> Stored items

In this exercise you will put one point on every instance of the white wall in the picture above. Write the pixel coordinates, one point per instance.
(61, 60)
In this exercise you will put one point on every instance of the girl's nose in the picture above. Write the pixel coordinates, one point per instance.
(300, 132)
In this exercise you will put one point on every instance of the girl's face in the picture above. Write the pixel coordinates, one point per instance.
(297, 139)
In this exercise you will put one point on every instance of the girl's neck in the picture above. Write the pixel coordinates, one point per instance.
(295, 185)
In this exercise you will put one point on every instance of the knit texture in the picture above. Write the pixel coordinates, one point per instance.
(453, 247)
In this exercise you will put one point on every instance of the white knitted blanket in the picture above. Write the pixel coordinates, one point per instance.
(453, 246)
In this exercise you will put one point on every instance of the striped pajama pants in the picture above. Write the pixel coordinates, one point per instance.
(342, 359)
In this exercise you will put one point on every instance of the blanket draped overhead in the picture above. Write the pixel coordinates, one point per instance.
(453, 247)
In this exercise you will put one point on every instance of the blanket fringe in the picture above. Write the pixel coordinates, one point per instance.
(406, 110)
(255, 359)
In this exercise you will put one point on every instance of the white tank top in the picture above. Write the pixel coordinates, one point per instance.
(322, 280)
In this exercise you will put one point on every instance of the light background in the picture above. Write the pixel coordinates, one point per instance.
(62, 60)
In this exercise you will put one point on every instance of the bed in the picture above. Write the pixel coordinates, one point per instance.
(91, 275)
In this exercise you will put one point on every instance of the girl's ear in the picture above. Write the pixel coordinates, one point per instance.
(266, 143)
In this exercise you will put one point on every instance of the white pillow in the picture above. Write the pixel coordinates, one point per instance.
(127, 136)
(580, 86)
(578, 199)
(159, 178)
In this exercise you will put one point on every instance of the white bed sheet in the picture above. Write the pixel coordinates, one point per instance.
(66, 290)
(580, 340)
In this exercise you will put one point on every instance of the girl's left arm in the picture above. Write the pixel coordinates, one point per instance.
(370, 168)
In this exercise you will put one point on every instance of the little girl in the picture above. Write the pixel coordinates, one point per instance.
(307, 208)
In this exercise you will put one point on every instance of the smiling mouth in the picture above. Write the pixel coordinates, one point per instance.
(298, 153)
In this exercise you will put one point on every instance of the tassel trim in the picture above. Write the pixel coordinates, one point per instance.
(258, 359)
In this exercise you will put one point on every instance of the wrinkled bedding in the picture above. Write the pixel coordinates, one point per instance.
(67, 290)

> Exercise
Once more, write out the entries exactly as they were written.

> Expected answer
In this exercise you will put one point on every instance of the white wall in the picture above. Write the pixel coordinates, one point per instance.
(61, 60)
In this exercise you will put one point on every instance of the girl's nose in the picture above. Write the pixel coordinates, one point per instance.
(300, 132)
In this exercise you will put one point on every instance of the girl's face in the picture above. Write the pixel coordinates, one point per instance.
(297, 139)
In this exercise you will put one point on every instance of the girl's neck in the picture above. Write the pixel coordinates, one point per instance.
(295, 185)
In this exercise you will put one point on every instance of the knit texture in the picture above. Write the pixel coordinates, one point per instance.
(453, 247)
In this exercise you will put one point on every instance of the white knitted blanket in the picture above. Write the pixel coordinates, one point per instance.
(453, 246)
In this exercise you will put one point on every instance of the striped pajama pants in the picture above. Write the pixel coordinates, one point per instance.
(342, 359)
In this exercise you will put one point on every instance of the blanket draped overhead in the picture above. Write the pixel coordinates, one point per instance.
(453, 247)
In this exercise you will put one point on every instance of the blanket fringe in the picture above. Write the pixel coordinates, one point per instance.
(406, 110)
(255, 359)
In this exercise you will put one point on every instance of the white tank top in the picture above. Write the pixel coordinates, one point per instance.
(322, 280)
In this exercise you will put one point on every instance of the light background in the picture above. Write the pixel coordinates, one point per instance.
(62, 60)
In this exercise you will put one point on every instance of the bed in the picture above. Write the pixel coordinates, one point per instance.
(91, 275)
In this exercise you will put one point on every instance of the girl's ear in the picture above. Write the pixel coordinates, one point per instance.
(266, 143)
In this exercise you will put one point on every instance of the white pillow in the picture above. Write the pixel coordinates, one point per instance.
(127, 136)
(580, 86)
(578, 199)
(159, 178)
In this exercise you will put one point on every instance of the white bed sheet in the picture above. Write the pixel coordinates, one point per instance.
(66, 290)
(580, 340)
In this exercise you will put one point on every instance of the girl's left arm in the picture above. Write the pixel coordinates, one point per instance.
(370, 168)
In this exercise you will put one point on every instance of the little girl in the picture above. Write the pixel coordinates, one point per instance.
(307, 208)
In this exercise you will put one point on every instance of the smiling mouth in the picture above. Write the pixel coordinates, one point per instance.
(298, 153)
In this exercise you will put one point on every instance of the tassel trim in the picture above. Write the pixel coordinates, one point per instance.
(258, 359)
In this exercise you will put one point on every instance of the wrinkled bedding in the picture above. Write the pixel coordinates, one point per instance.
(67, 290)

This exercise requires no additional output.